↓

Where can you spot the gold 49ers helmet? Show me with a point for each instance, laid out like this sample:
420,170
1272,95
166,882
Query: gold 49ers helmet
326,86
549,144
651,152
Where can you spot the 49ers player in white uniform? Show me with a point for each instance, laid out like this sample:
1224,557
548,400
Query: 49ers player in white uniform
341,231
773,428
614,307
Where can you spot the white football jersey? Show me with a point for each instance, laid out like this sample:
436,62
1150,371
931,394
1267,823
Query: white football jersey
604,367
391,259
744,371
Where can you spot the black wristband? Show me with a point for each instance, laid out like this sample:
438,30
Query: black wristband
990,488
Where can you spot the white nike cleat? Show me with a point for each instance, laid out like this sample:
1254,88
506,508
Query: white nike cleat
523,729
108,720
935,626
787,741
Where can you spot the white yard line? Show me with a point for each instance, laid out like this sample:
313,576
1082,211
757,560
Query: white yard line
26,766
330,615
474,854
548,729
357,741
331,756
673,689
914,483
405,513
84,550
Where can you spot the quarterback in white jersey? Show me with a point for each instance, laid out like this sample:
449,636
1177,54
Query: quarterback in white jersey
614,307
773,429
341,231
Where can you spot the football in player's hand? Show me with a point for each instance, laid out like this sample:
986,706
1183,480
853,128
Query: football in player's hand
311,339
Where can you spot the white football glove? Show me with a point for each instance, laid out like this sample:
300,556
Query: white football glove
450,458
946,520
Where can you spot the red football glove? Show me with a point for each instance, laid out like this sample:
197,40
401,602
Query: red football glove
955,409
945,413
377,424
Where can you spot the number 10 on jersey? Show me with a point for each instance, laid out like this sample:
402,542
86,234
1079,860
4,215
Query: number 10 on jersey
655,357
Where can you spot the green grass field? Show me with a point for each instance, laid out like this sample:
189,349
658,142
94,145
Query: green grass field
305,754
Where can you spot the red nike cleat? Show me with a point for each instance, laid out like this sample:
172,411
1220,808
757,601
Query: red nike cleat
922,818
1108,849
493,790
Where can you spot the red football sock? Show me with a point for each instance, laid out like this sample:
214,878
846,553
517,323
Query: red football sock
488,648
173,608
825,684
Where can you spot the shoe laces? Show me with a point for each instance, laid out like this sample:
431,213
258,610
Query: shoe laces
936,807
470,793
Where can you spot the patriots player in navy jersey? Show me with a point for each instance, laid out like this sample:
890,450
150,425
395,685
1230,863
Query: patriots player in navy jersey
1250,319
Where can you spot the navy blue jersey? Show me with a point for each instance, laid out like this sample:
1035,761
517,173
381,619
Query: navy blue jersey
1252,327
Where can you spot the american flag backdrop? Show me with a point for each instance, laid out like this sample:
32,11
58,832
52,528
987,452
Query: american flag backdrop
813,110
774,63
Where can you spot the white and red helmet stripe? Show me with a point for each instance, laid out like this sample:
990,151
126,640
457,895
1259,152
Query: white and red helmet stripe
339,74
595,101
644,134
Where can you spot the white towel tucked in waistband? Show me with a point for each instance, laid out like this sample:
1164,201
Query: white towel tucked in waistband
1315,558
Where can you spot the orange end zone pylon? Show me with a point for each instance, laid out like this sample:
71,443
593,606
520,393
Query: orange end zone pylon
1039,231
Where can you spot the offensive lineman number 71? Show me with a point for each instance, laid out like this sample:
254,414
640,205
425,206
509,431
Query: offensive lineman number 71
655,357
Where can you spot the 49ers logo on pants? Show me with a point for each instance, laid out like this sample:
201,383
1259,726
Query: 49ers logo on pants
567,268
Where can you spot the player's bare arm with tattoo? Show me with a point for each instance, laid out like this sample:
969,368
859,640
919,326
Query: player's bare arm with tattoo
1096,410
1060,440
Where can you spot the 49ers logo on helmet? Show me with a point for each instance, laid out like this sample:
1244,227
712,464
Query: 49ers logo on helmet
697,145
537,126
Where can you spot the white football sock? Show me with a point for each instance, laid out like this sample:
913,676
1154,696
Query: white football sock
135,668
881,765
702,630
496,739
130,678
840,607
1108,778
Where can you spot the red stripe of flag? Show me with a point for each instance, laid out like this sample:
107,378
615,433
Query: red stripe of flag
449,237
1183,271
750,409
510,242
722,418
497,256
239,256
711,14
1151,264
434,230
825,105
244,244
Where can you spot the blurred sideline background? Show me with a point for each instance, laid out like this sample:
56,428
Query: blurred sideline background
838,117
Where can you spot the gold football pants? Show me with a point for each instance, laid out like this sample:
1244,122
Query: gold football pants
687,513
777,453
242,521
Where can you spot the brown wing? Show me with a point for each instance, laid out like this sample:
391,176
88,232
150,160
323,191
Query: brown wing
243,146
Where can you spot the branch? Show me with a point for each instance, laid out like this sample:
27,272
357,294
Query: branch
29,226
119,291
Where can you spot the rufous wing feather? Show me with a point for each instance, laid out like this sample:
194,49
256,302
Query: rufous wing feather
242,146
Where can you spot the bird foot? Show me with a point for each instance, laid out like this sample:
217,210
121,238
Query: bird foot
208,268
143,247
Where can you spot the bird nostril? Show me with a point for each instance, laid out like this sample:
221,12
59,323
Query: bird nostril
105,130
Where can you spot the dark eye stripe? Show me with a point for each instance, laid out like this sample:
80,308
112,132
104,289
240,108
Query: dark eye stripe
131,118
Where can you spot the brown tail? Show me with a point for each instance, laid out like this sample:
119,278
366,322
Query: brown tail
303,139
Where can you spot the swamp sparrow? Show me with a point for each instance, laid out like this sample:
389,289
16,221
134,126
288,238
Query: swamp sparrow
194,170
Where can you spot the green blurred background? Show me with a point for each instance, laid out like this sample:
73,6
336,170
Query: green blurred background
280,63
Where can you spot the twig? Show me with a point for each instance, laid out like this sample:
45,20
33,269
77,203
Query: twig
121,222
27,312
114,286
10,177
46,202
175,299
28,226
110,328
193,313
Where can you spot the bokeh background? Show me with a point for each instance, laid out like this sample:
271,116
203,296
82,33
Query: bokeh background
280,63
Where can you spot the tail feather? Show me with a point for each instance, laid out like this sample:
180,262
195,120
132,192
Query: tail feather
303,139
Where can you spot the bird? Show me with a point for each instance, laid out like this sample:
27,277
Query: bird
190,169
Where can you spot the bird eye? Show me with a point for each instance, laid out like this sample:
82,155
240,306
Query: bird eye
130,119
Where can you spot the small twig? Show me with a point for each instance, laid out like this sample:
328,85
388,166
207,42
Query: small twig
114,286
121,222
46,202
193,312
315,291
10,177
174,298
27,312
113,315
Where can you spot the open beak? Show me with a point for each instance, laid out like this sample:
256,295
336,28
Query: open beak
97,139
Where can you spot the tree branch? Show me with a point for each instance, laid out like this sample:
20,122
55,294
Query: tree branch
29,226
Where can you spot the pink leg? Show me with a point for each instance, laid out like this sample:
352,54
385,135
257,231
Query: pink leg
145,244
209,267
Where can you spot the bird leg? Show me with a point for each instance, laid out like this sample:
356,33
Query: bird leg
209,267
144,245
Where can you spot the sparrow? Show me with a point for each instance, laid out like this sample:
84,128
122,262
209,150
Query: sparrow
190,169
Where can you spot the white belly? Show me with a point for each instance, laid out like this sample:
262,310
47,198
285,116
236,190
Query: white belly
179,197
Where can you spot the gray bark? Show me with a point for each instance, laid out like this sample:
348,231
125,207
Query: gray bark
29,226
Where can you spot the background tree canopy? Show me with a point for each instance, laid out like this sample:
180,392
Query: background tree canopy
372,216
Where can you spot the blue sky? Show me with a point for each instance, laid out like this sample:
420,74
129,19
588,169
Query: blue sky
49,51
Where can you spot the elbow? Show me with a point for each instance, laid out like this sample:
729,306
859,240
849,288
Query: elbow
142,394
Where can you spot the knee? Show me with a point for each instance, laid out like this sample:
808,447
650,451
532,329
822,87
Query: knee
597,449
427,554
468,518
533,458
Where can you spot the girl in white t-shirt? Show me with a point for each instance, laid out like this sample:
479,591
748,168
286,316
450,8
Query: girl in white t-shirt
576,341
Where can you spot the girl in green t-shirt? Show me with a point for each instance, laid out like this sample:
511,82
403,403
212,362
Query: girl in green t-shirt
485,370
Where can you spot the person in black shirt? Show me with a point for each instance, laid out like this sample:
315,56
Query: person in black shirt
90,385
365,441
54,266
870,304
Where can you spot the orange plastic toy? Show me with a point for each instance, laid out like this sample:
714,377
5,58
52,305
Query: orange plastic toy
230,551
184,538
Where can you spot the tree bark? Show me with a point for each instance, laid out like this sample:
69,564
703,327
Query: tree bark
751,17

↑

Your objective
Convert the data from the line containing "Where can you spot the girl in green" through the final line into a Markdown table with two columns, Row and Line. Number each line in sequence and omit any blank lines.

Answer in full
| Row | Line |
|---|---|
| 1 | Where can you spot the girl in green t-shirt? Show me with a point for each instance, laid out like this sample: |
| 2 | 511,82 |
| 3 | 403,403 |
| 4 | 212,362 |
| 5 | Query: girl in green t-shirt |
| 6 | 485,370 |
| 7 | Where can you spot the person in black shirt? Show me with a point for each instance, laid out like this sample: |
| 8 | 315,56 |
| 9 | Query: person in black shirt |
| 10 | 90,385 |
| 11 | 365,441 |
| 12 | 54,266 |
| 13 | 870,304 |
| 14 | Where can you spot the orange plastic toy? Show me with a point for each instance, laid out like this sample: |
| 15 | 714,377 |
| 16 | 5,58 |
| 17 | 52,305 |
| 18 | Query: orange plastic toy |
| 19 | 230,551 |
| 20 | 184,538 |
| 21 | Where can you spot the tree bark? Show me with a point for each instance, laid out like this sample: |
| 22 | 69,564 |
| 23 | 703,327 |
| 24 | Query: tree bark |
| 25 | 751,17 |